Return, exactly and in full, the lines of the records below starting at the one with "Guideline: for each instance of the thick" and ending at the one with "Guideline: for each instance of the black shoe, put", and no other lines.

::::::::::

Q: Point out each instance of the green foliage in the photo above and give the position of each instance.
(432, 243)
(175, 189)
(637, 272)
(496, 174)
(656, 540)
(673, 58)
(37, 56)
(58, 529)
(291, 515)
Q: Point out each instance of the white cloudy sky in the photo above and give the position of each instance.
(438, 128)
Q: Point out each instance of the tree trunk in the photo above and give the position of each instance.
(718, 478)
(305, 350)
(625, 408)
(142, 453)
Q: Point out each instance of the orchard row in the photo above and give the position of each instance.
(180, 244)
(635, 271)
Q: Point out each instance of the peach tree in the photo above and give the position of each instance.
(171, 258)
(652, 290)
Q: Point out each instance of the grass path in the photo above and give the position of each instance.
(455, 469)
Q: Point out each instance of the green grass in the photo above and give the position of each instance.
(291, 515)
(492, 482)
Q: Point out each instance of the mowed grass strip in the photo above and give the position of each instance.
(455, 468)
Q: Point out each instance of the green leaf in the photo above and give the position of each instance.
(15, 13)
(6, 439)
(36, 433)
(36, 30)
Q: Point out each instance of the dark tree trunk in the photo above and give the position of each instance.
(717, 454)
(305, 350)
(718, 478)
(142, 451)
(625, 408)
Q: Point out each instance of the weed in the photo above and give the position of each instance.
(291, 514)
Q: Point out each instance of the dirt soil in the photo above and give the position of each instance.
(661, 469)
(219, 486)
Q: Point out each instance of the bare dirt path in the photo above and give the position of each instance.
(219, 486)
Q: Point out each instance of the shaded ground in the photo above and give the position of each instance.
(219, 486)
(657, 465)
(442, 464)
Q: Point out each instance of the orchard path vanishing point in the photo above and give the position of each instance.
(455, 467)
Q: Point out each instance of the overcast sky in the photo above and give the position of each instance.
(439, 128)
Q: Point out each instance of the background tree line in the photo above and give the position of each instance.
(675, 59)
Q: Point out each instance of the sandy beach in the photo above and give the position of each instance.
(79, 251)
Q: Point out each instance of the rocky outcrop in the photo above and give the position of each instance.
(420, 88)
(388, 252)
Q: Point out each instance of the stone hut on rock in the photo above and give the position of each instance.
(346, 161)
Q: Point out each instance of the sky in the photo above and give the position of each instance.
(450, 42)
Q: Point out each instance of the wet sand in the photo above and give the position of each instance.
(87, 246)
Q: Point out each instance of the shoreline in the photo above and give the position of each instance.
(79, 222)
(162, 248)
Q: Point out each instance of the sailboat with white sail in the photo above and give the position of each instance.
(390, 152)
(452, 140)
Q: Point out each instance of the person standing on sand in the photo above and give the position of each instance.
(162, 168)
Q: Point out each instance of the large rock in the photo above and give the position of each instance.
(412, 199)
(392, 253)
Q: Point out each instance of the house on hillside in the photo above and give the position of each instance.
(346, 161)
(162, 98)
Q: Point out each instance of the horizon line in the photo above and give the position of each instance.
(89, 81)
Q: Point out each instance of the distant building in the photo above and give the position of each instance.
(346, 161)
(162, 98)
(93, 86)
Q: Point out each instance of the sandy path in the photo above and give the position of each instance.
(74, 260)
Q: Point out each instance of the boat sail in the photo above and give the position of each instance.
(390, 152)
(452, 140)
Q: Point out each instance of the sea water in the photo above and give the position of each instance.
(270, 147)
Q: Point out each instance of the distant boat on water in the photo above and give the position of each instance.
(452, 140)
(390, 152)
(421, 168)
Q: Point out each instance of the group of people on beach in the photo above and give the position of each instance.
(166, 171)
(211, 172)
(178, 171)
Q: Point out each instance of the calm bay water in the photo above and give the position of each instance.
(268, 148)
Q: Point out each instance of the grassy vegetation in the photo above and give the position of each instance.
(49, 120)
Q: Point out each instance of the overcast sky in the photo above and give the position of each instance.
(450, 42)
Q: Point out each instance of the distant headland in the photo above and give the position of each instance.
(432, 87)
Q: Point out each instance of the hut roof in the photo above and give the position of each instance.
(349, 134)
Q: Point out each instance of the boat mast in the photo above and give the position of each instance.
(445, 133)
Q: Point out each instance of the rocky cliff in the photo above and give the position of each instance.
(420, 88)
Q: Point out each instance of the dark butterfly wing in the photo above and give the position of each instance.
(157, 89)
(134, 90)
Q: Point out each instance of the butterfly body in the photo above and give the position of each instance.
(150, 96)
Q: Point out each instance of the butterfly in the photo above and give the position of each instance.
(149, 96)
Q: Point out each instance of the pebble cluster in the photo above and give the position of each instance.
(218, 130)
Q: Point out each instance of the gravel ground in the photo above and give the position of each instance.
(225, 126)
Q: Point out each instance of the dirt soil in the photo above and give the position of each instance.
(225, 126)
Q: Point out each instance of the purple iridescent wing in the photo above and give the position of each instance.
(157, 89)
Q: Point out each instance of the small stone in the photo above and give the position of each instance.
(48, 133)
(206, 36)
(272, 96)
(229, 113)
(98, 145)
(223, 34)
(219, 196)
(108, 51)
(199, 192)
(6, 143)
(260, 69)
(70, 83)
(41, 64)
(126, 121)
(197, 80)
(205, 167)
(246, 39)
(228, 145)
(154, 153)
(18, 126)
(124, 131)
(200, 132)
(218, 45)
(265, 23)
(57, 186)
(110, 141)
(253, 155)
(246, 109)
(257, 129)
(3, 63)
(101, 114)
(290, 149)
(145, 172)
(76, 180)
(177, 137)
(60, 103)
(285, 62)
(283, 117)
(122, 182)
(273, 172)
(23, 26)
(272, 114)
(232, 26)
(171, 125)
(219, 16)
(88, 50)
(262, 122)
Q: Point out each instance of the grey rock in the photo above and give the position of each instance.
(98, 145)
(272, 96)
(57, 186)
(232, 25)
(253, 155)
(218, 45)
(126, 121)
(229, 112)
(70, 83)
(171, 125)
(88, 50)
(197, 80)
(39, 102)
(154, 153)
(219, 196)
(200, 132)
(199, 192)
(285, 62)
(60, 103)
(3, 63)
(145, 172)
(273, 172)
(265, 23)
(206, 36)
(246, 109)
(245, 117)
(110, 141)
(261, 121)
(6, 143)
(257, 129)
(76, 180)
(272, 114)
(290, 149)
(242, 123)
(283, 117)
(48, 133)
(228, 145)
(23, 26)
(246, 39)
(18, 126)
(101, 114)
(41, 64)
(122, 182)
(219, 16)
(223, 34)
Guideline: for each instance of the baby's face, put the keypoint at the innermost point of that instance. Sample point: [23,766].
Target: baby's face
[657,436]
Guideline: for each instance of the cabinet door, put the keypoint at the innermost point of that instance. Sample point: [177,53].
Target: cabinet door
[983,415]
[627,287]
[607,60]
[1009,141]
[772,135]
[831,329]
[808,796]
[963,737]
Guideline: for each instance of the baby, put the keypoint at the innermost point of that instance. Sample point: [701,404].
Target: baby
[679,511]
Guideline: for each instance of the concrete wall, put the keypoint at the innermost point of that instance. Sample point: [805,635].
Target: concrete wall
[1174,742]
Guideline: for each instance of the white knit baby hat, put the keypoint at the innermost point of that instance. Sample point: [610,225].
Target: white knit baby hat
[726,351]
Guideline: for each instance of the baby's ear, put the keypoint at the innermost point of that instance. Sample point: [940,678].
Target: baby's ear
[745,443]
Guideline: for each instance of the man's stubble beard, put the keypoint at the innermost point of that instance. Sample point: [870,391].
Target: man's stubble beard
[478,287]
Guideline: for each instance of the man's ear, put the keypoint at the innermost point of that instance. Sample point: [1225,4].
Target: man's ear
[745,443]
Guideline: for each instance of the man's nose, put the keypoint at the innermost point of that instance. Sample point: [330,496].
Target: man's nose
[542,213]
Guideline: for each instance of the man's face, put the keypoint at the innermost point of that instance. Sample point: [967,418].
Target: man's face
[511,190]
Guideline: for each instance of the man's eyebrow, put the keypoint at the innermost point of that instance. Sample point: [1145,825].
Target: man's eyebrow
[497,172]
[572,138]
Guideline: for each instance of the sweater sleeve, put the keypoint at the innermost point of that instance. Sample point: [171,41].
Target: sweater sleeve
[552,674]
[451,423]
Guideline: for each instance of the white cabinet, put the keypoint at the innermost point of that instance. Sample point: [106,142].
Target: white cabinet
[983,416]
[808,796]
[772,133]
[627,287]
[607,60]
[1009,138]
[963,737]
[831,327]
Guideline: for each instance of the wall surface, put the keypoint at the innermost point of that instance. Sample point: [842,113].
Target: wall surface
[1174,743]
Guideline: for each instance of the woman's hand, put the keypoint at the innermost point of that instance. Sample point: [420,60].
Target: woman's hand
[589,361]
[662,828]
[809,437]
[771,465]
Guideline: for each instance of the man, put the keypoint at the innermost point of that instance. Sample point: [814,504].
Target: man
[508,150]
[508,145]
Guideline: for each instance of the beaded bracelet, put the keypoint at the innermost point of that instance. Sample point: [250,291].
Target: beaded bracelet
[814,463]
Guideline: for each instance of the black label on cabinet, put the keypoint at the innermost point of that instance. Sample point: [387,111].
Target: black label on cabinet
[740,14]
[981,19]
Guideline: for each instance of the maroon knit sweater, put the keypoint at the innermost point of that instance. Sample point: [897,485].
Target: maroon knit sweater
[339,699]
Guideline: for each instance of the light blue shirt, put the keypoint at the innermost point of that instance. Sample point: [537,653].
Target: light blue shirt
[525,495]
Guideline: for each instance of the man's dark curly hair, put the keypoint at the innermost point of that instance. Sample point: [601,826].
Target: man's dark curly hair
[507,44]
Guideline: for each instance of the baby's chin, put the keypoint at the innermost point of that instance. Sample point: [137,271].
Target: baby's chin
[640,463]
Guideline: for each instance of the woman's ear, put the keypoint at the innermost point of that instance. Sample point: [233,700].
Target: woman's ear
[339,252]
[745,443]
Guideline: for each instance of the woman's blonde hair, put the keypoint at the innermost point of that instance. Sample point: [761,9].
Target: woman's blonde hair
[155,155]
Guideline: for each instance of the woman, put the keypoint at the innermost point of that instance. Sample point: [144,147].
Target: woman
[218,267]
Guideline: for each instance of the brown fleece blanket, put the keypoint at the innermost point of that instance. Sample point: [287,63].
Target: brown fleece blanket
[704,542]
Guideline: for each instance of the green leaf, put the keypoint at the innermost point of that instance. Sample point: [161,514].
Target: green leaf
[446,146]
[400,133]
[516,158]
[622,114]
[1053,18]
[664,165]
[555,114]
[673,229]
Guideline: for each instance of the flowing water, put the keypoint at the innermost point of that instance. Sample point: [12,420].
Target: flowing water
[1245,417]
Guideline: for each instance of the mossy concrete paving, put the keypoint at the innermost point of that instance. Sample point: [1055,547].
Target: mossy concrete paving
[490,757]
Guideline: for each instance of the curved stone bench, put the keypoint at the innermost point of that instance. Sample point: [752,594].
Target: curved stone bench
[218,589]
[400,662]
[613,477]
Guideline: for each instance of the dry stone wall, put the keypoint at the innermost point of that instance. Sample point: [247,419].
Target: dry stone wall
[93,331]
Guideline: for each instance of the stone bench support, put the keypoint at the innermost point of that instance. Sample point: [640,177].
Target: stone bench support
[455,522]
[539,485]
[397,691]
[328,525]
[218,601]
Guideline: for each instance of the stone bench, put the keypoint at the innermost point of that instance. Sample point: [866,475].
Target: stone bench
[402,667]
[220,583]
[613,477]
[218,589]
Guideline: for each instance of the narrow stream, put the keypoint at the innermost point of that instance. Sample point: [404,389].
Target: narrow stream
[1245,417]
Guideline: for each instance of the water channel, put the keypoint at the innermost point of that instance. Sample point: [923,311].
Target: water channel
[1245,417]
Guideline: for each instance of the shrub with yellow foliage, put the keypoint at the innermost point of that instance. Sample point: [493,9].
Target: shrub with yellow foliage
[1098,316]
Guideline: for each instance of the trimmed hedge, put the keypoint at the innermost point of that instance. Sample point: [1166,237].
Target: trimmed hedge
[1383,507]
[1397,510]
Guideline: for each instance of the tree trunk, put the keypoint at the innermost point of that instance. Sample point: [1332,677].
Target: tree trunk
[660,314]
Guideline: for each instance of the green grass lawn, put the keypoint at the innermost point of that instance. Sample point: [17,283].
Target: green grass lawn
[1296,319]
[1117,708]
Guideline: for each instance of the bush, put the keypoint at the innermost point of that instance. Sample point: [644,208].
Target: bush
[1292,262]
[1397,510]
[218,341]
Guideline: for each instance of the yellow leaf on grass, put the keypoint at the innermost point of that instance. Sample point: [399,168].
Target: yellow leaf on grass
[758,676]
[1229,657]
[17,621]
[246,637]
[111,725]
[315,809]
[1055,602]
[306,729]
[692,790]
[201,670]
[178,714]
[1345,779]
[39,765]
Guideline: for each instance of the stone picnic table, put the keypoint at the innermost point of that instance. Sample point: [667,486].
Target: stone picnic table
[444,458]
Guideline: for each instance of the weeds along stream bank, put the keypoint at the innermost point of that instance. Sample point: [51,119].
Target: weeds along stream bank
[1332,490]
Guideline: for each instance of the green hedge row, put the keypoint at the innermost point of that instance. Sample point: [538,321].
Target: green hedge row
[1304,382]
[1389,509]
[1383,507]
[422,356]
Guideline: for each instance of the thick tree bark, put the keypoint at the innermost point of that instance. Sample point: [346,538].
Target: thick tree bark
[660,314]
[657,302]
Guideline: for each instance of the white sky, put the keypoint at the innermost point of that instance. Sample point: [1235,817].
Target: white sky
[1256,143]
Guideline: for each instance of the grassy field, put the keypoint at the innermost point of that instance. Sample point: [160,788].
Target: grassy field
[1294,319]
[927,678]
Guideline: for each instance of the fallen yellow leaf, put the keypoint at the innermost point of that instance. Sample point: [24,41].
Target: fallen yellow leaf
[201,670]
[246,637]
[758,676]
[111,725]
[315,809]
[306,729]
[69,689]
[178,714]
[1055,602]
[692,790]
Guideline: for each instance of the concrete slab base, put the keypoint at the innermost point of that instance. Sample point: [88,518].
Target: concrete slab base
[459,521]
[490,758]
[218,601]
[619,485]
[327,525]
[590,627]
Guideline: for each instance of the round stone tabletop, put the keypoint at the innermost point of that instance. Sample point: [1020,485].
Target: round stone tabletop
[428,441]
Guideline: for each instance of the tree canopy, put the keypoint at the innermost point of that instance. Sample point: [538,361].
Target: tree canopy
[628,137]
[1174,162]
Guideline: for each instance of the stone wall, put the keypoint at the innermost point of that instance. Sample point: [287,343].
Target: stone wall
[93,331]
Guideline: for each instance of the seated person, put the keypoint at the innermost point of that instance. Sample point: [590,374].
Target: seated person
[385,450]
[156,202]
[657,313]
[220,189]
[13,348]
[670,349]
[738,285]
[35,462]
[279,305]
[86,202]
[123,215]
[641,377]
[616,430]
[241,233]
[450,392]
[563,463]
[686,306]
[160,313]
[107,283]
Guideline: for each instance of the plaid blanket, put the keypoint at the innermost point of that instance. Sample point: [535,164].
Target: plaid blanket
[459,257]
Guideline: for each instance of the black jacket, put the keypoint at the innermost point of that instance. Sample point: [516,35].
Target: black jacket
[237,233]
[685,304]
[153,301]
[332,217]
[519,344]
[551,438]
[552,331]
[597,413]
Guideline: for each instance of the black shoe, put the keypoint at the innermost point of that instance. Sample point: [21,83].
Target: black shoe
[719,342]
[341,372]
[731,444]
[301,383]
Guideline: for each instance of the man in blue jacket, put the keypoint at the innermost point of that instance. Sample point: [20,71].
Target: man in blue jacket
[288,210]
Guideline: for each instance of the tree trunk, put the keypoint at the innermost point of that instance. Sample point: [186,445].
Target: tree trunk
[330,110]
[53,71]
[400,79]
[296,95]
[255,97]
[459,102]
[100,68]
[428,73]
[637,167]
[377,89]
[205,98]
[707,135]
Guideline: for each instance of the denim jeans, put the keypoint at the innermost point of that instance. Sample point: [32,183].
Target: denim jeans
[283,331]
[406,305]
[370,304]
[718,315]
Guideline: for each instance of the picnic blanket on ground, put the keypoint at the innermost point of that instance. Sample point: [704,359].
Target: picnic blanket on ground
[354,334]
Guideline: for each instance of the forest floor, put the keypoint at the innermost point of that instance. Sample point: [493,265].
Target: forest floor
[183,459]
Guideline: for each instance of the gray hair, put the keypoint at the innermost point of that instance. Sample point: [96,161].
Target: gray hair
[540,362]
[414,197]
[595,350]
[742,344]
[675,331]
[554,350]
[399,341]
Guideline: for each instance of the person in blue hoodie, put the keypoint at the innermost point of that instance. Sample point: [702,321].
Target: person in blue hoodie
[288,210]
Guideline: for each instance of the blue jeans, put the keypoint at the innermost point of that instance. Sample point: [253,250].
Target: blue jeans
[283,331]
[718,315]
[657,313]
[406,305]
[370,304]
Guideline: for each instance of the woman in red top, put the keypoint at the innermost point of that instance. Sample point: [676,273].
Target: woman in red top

::::::::::

» **ANSWER AREA**:
Guideline: for each instance of the thick tree bark, put the keypoint at the innermost point of that instance. Sample point: [346,538].
Target: thick tree bark
[660,314]
[657,302]
Guideline: for each instance of the white sky, put the keypoint at the innermost point of that instance. Sample point: [1235,817].
Target: white sky
[1256,143]
Guideline: for each instance of the grassy field, put the keypoint at the innermost point of that instance. Sample point: [160,788].
Target: grassy field
[1294,319]
[927,678]
Guideline: for each instance of the fallen yellow leaf, put the keypoint at the innermost point of that instance. Sample point: [24,41].
Target: fallen yellow leaf
[201,670]
[246,637]
[758,676]
[111,725]
[315,809]
[306,729]
[69,689]
[178,714]
[1055,602]
[692,790]
Guideline: for each instance of the concrete slab base, put the keypoint at the innermost point of that instance. Sample point: [88,518].
Target: concrete slab base
[459,521]
[490,758]
[218,601]
[619,485]
[327,525]
[590,627]
Guideline: for each instance of the round stone tabletop, put the keypoint at the innermost point of that instance. Sample point: [1020,485].
Target: round stone tabletop
[428,441]
Guideline: for each instance of the tree canopy, put the keypoint at the innermost point of that instance. Sample point: [538,361].
Target: tree canopy
[628,137]
[1174,162]
Guideline: for each instance of the stone wall, put the keypoint at the innermost point of that instance. Sample point: [287,343].
Target: stone wall
[93,331]
Guideline: for each instance of the seated person, put the keypoint at the innermost point of that instance. Sample point: [590,374].
Target: seated person
[385,450]
[156,202]
[657,313]
[220,189]
[13,348]
[670,349]
[738,285]
[35,462]
[279,305]
[86,202]
[123,215]
[641,377]
[616,430]
[241,233]
[450,392]
[563,463]
[686,306]
[160,313]
[107,283]
Guideline: for each instance of the plaid blanket, put the keypoint at the innermost point of that instance. Sample point: [535,164].
Target: plaid blanket
[459,257]
Guideline: for each instance of the black jacket, put the keypoint at the innermost point of that instance. Sample point: [516,35].
Target: black jacket
[237,233]
[685,304]
[153,301]
[332,217]
[519,344]
[551,438]
[552,331]
[597,413]
Guideline: for each instance of the black shoe, put the keypoint at the innermost point of that instance. Sample point: [21,83].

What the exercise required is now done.